▶ **GIVEN PASSAGE**
##############################
On 7/18/22 7:09 PM, Vlastimil Babka wrote:
>
> On 5/29/22 10:15, Rongwei Wang wrote:
>> In use cases where allocating and freeing slab frequently, some
>> error messages, such as "Left Redzone overwritten", "First byte
>> 0xbb instead of 0xcc" would be printed when validating slabs.
>> That's because an object has been filled with SLAB_RED_INACTIVE,
>> but has not been added to slab's freelist. And between these
>> two states, the behaviour of validating slab is likely to occur.
>>
>> Actually, it doesn't mean the slab can not work stably. But, these
>> confusing messages will disturb slab debugging more or less.
>>
>> Signed-off-by: Rongwei Wang <[email protected]>
>
> As I've said in the sub-thread I had the following kind of fix in mind. I
> think it should cover the cases from your patches 1/3 and 3/3.
>
> ----8<----
> From c35fe2a781a7bc4ef37ef3ded289f4ced82562bd Mon Sep 17 00:00:00 2001
> From: Vlastimil Babka <[email protected]>
> Date: Mon, 4 Jul 2022 14:09:09 +0200
> Subject: [RFC] mm, slub: restrict sysfs validation to debug caches and make
> it safe
>
> Rongwei Wang reports [1] that cache validation triggered by writing to
> /sys/kernel/slab/<cache>/validate is racy against normal cache
> operations (e.g. freeing) in a way that can cause false positive
> inconsistency reports for caches with debugging enabled. The problem is
> that debugging actions that mark object free or active and actual
> freelist operations are not atomic, and the validation can see an
> inconsistent state.
>
> For caches that don't have debugging enabled, other races are possible
> that result in false reports of wrong slab counts.
##############################
▶ **GIVEN DATA**
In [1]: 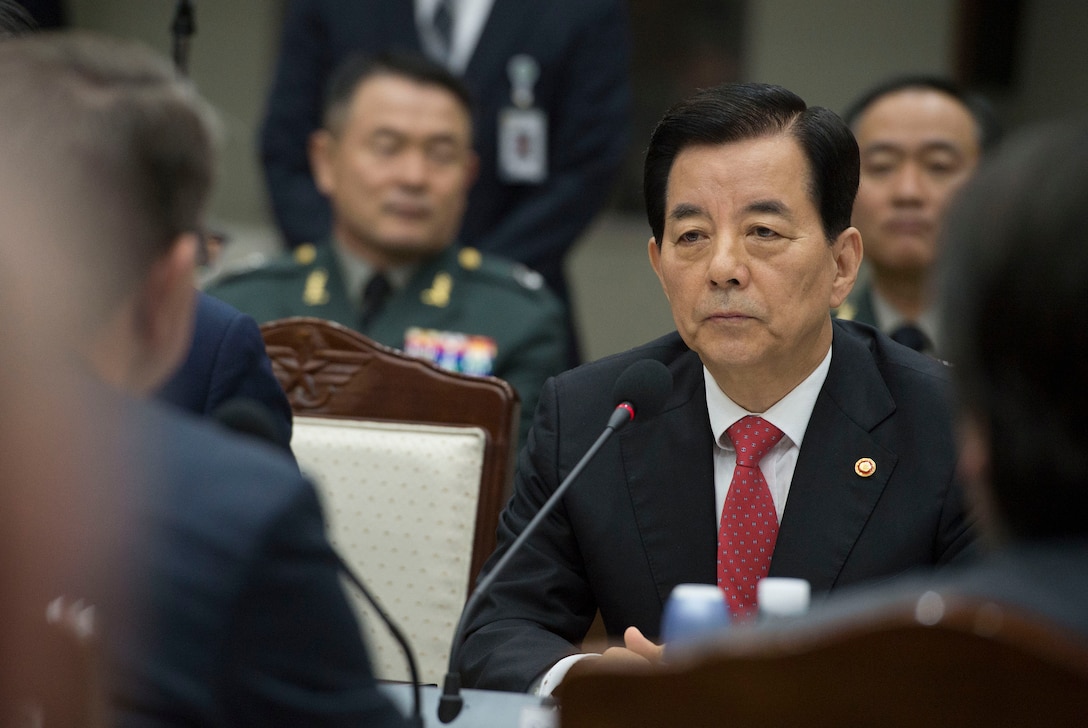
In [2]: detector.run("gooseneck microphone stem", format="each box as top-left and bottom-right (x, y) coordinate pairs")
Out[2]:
(438, 359), (672, 723)
(438, 403), (634, 723)
(333, 551), (423, 728)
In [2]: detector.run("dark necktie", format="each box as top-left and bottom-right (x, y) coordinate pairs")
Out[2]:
(362, 273), (393, 329)
(891, 323), (929, 351)
(718, 415), (782, 618)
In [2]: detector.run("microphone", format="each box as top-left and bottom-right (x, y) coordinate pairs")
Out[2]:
(438, 359), (672, 723)
(333, 550), (423, 728)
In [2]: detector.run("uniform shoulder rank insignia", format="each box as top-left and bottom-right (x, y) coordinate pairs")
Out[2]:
(302, 268), (329, 306)
(404, 326), (498, 377)
(419, 272), (454, 308)
(295, 243), (318, 266)
(512, 263), (544, 291)
(457, 248), (483, 271)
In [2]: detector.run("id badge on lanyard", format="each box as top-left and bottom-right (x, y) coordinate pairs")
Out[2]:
(498, 54), (547, 184)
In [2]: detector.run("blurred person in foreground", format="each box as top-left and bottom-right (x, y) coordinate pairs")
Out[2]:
(0, 29), (400, 726)
(458, 79), (974, 692)
(208, 54), (567, 442)
(837, 76), (1000, 356)
(678, 119), (1088, 651)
##############################
▶ **DIRECTIONS**
a – In the slab validation thread, transcribe the stretch from "On 7/18/22 7:09" through "more or less.".
b – Render this sentence from the slab validation thread in Spanish: "The problem is that debugging actions that mark object free or active and actual freelist operations are not atomic, and the validation can see an inconsistent state."
c – Resume the slab validation thread, picking up right after its last sentence.
The lines play no part in this work.

▶ **RESPONSES PER TASK**
a –
On 7/18/22 7:09 PM, Vlastimil Babka wrote:
>
> On 5/29/22 10:15, Rongwei Wang wrote:
>> In use cases where allocating and freeing slab frequently, some
>> error messages, such as "Left Redzone overwritten", "First byte
>> 0xbb instead of 0xcc" would be printed when validating slabs.
>> That's because an object has been filled with SLAB_RED_INACTIVE,
>> but has not been added to slab's freelist. And between these
>> two states, the behaviour of validating slab is likely to occur.
>>
>> Actually, it doesn't mean the slab can not work stably. But, these
>> confusing messages will disturb slab debugging more or less.

b – El problema es que las acciones de depuración que marcan un objeto como libre o activo y las operaciones reales sobre la freelist no son atómicas, y la validación puede ver un estado inconsistente.

c –
>
> This patch attempts to solve these issues while not adding overhead to
> normal (especially fastpath) operations for caches that do not have
> debugging enabled, just to make possible userspace-triggered validation
> safe. Instead, disable the validation for caches that don't have
> debugging enabled and make the sysfs handler return -EINVAL.
>
> For caches that do have debugging enabled, we can instead extend the
> existing approach of not using percpu freelists to force all operations
> to the slow paths where debugging is checked for and processed.
>
> The processing on free in free_debug_processing() already happens under
> n->list_lock and slab_lock() so we can extend it to actually do the
> freeing as well and thus make it atomic against concurrent validation.
>
> The processing on alloc in alloc_debug_processing() currently doesn't
> take any locks, but we have to first allocate the object from a slab on
> the partial list (as percpu slabs are always non-existent) and thus take
> n->list_lock. Add a function alloc_single_from_partial() that
> additionally takes slab_lock() for the debug processing and then grabs
> just the allocated object instead of the whole freelist. This again
> makes it atomic against validation and it is also ultimately more
> efficient than the current grabbing of freelist immediately followed by
> slab deactivation.
>
> Neither of these changes affect the fast paths.
>
> The function free_debug_processing() was moved so that it is placed
> later than the definitions of add_partial(), remove_partial() and
> discard_slab().
>
> [1] https://lore.kernel.org/all/[email protected]/
>
> Reported-by: Rongwei Wang <[email protected]>
> Signed-off-by: Vlastimil Babka <[email protected]>
> ---
> mm/slub.c | 250 +++++++++++++++++++++++++++++++++++++-----------------
> 1 file changed, 174 insertions(+), 76 deletions(-)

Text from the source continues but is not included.